_Directive_. Output the records below as a two-column CSV with the header "text" and "answer", giving one row for each record. Put each value in a single quoted field and replace any line breaks with spaces.

Stored items:
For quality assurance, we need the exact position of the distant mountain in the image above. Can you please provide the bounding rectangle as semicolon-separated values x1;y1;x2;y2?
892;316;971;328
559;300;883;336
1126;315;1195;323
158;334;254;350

_Finished task_.
text,answer
"For quality assurance, we need the exact position of the distant mountain in the image above. Can you please provide the bounding rectangle as semicolon-separated values x1;y1;x2;y2?","892;316;971;328 559;300;883;336 1126;315;1195;323 158;334;254;350"